### Written instruction:
All of the listing below must be repeated word for word. Pictures are the only thing to omit.

### Materials provided:
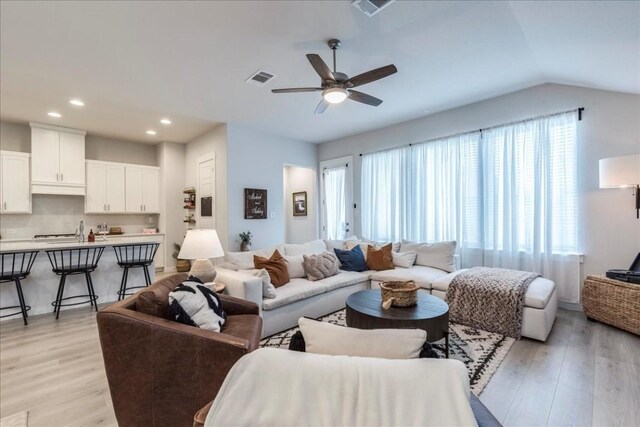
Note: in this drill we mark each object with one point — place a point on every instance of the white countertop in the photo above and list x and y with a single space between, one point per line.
66 243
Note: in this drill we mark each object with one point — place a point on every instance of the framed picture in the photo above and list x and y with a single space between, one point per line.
255 203
300 203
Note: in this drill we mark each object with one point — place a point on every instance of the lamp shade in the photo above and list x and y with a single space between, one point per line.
621 171
201 244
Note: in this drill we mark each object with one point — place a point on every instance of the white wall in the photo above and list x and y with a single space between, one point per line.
172 162
300 229
610 127
256 160
212 141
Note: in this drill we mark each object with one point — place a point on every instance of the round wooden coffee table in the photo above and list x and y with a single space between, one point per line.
364 311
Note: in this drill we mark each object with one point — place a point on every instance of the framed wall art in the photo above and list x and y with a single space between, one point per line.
300 203
255 203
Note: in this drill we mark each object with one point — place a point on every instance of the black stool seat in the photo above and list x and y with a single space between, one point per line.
15 266
70 262
137 255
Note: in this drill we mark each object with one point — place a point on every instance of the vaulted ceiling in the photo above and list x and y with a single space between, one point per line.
134 63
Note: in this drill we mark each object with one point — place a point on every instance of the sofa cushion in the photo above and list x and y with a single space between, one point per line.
244 260
351 260
342 280
423 276
309 248
320 266
438 255
380 259
154 300
325 338
276 266
295 290
537 295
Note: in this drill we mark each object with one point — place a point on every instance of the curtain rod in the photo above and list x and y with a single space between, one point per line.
579 110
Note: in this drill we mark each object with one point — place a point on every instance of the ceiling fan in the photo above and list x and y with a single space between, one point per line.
336 86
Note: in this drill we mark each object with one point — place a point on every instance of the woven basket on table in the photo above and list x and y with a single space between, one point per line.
613 302
399 294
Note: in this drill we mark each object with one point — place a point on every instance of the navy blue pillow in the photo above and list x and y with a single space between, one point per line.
352 260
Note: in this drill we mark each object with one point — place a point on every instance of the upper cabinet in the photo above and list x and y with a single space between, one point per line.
57 160
105 187
14 182
142 189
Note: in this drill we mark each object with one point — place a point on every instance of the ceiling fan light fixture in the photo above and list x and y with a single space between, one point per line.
335 95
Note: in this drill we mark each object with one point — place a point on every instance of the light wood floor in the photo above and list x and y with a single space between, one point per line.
585 374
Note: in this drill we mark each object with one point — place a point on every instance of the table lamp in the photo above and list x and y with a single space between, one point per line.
621 172
200 246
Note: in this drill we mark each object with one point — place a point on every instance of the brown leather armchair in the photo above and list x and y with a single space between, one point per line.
161 372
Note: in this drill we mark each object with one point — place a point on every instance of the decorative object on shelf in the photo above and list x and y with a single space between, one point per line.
245 241
182 265
621 172
300 203
201 245
399 294
255 203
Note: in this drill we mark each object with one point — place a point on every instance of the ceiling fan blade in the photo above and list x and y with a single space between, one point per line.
321 68
321 106
371 76
354 95
297 89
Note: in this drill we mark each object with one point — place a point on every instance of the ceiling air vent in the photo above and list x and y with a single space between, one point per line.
371 7
260 78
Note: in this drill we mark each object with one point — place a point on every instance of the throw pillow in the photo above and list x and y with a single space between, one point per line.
320 266
404 259
194 304
380 259
352 260
276 266
294 266
437 255
329 339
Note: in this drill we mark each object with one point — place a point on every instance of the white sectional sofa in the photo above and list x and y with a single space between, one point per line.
301 297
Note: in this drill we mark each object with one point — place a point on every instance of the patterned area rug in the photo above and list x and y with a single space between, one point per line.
480 351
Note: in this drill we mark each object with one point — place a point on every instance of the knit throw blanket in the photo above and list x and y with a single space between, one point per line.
491 299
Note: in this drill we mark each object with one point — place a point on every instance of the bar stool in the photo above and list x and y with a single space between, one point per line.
71 262
15 267
139 255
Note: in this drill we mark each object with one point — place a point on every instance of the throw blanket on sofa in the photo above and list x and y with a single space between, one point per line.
491 299
275 387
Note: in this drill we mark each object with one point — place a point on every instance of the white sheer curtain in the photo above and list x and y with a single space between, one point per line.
507 195
386 194
531 200
334 202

### Reply:
Note: in this drill we mark each object with one point — place a point on every instance of the white countertop in the photo above and list x and y with a single space between, one point per line.
66 243
Note: in this drill we mark each object with one point — place a point on every instance of the framed picture in the photo above and list x and y with a single space between, one point per line.
255 203
300 203
Note: in this drill we mark each object with one point — place a point on every instance of the lamp shade in the photo above and list x and y with a single space between, one point per line.
621 171
201 244
Note: in this drill we mark each object with one point — place a point on every instance of the white wall in the photo above and list x and y with a single space between, one point per line.
172 162
300 229
610 127
256 160
212 141
Note: in this drill we mark each object with one point — place a point on every instance of the round wooden coffee table in the photo above and list x and y with a single space between, one point per line.
364 311
Note: in this drill we mark each object with one point — place a point on every instance of the framed wall art in the photo above and list x and y with a single space between, one point per line.
300 203
255 203
Note: in this drill we mark each object with one point — place a point on every instance of the black stool seat in the photo above and list x and y with a single space between, one point per line.
15 266
70 262
137 255
Note: in this drill we mark each object with one point — place a point on every instance of the vaulted ceiling in the photo above and list x and y with a single space between, one point per line.
134 63
Note: in this drill we mark each object with one point — place a point on every instance of the sofa cushion in the photo above and list x and y with a single space between, one point per line.
244 260
351 260
342 280
423 276
309 248
320 266
438 255
380 259
154 300
325 338
276 266
295 290
537 295
Note: in this drill we mark each object with one point — place a point on every instance of the curtain rod in the photo above and list x and y with a single space between, one point per line.
579 110
Note: in this drill we mark each object with one point — place a point on every instance of the ceiling fan in the photo above and list x and y with a single space between, one point per line.
336 86
Note: in this drill we mark each object with one point — place a point on every instance of the woven basket on table in the photo above and list x and y with a single space between, one point per line.
613 302
399 294
Note: in this drill we mark each object with one point — place a point on every instance of the navy blue pillow in the photo above and list x and y with a single space between, one point per line.
352 260
Note: in this drill we mark each object with one point — place a point on every instance of the upper cabinet in the photo above and list x and y with a single space between, one point per line.
57 160
105 187
14 182
142 189
Note: in this drill we mark each object with one point — place a point on every instance of the ceiling fan light fixture in the photo above and list x and y with a single space between, one point per line.
335 95
Note: in this drill we mark each object with one point — place a point on every instance of the light wood floor in the photo above and list x and y with a single space between, one point per line.
585 374
Note: in this drill we mark each object with one point — place a point on every instance of the table lamp in the photo above and list x and y with a single space between, one point per line.
621 172
200 246
Note: in this drill we mark each object with one point — place a point on every instance of the brown leather armchair in the photo above and list x and y with a single space between, one point per line.
161 372
Note: in this drill we mark each object with one point — place a point on every instance of the decorative object on shelf in the photo above and list x and y with a single space between, one point per line.
245 241
182 265
621 172
300 203
201 245
399 294
255 203
Note: in this drill we mark each object with one point — place a point on every instance of the ceiling fan blade in the photo above and list x and y with a single space between, one point per line.
321 68
321 106
371 76
354 95
297 89
Note: in this drill we mark each object with one point — place a point on every instance of the ceiling air vent in the photo above and list x and y with a single space between, one point per line.
371 7
260 78
Note: in this drill we mark each object with one point — place a point on every instance of the throw pillow in the photo above and list x and y with a single space between, one point per line.
320 266
404 259
194 304
380 259
352 260
276 266
294 266
437 255
329 339
Note: in this drill we mark each object with one point — place a point on every instance of the white sectional sofa in the photo above and list x and y with a single space between, one point per line.
301 297
Note: in this drill we mark each object with one point — place a point on every instance of the patterned area rug in the photo above and list x and y with a single space between, one point per line.
480 351
Note: in this drill we mark each object with one point — place a point on every instance of the knit throw blanket in the photo above and list x and y with a single space between, one point per line.
491 299
Note: in this drill we mark each object with one point — place a point on every instance of the bar stool in the photo above and list x and y with a single space between, one point per line.
71 262
15 267
139 255
Note: in this drill we mark each object with one point — place a point on every instance of the throw blanket on sofa in the photo above and list x and y with a single space between, one point per line.
491 299
275 387
Note: in this drill we mark each object with one point — place a point on every instance of the white sheer curtain in the photo above and list x and y with a single space between, one point per line.
507 195
386 194
531 200
334 202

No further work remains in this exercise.